DATA FOR THIS EXERCISE
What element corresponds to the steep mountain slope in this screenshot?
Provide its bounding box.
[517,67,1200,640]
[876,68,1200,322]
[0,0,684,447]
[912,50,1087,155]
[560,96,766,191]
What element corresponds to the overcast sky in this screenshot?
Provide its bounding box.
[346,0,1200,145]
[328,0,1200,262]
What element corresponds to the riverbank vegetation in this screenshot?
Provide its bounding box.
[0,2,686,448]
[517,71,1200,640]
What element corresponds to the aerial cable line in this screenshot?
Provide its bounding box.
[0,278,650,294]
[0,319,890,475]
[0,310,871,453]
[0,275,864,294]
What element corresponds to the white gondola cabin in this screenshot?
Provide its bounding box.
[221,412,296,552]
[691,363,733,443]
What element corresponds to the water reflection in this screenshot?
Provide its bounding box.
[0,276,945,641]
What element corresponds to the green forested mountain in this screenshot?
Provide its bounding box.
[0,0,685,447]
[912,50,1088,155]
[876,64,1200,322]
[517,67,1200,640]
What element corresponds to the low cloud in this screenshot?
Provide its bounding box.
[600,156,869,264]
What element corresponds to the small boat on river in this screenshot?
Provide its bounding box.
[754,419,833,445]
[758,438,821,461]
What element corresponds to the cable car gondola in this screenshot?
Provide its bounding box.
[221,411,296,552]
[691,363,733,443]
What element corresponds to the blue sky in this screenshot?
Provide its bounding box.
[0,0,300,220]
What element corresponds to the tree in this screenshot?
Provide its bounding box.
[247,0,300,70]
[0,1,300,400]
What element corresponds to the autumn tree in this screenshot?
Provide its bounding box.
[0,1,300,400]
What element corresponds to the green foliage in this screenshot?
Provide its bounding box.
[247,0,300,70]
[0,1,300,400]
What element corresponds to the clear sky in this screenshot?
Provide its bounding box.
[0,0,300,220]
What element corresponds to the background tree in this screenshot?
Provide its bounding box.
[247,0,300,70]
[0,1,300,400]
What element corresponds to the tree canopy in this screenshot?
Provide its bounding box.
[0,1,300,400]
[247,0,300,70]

STATED PROBLEM
Present the data above as a Markdown table with the columns Row and Line: one numbered row per line, leaving out blank lines.

OUTPUT FOR THIS EXERCISE
| Row | Line |
|---|---|
| 1 | What element corresponds to the steep mountain slope in this screenshot? |
| 2 | Provide its bounding box. |
| 3 | [517,67,1200,640] |
| 4 | [876,68,1200,322] |
| 5 | [0,0,684,447] |
| 6 | [912,50,1087,155] |
| 7 | [560,96,766,191] |
| 8 | What element corresponds to the overcast sky in this screenshot? |
| 9 | Provide its bounding box. |
| 10 | [346,0,1200,145] |
| 11 | [328,0,1200,262] |
| 12 | What element corresponds to the riverbank vegetation in this screenshot? |
| 13 | Provide its bounding box. |
| 14 | [0,2,686,448] |
| 15 | [517,71,1200,640] |
| 16 | What element corresponds to the aerial cable line in this screenshot? |
| 17 | Provide its bounding box. |
| 18 | [0,278,650,294] |
| 19 | [0,319,890,475] |
| 20 | [0,310,871,453] |
| 21 | [0,275,864,294] |
| 22 | What element corresponds to the white gondola cabin in this screenshot? |
| 23 | Provide its bounding box. |
| 24 | [221,412,296,552] |
| 25 | [691,363,733,443] |
| 26 | What element corresponds to the water reflection in this screenshot? |
| 27 | Provide its bounding box. |
| 28 | [0,276,945,641] |
| 29 | What element corresponds to the green forested mountain in this screenshot? |
| 30 | Provide its bounding box. |
| 31 | [0,0,685,447] |
| 32 | [912,50,1088,155] |
| 33 | [876,64,1200,322] |
| 34 | [517,67,1200,640] |
| 35 | What element corresponds to the low cloud in this screenshot? |
| 36 | Provide its bounding box. |
| 37 | [600,156,869,264] |
| 38 | What element corresponds to the small boat on river in this screenshot? |
| 39 | Provide its bounding box. |
| 40 | [754,419,833,445] |
| 41 | [758,438,821,461] |
| 42 | What element corresponds to the cable car gondola in this screenshot? |
| 43 | Provide its bounding box. |
| 44 | [221,411,296,552] |
| 45 | [691,363,733,443] |
| 46 | What element corresponds to the blue sky in this screenshot? |
| 47 | Provide its bounding box. |
| 48 | [0,0,300,220] |
| 49 | What element corresponds to the tree in this screenshot? |
| 50 | Provide its bounding box. |
| 51 | [247,0,300,70] |
| 52 | [0,1,300,400] |
| 53 | What element corresponds to the autumn tree in this screenshot? |
| 54 | Provide its bounding box. |
| 55 | [0,1,300,400] |
| 56 | What element corresponds to the green foliage in this screenshot? |
| 57 | Provide its bounding box. |
| 58 | [247,0,300,70] |
| 59 | [0,1,300,400] |
| 60 | What element corresponds to the clear sky in this screenshot? |
| 61 | Provide its bounding box. |
| 62 | [0,0,300,220] |
| 63 | What element corresponds to the background tree in this screenshot? |
| 64 | Provide its bounding box. |
| 65 | [247,0,300,70] |
| 66 | [0,1,300,400] |
| 67 | What element corresponds to the tree canopy in this screenshot? |
| 68 | Provide its bounding box. |
| 69 | [0,1,300,400] |
| 70 | [247,0,300,70] |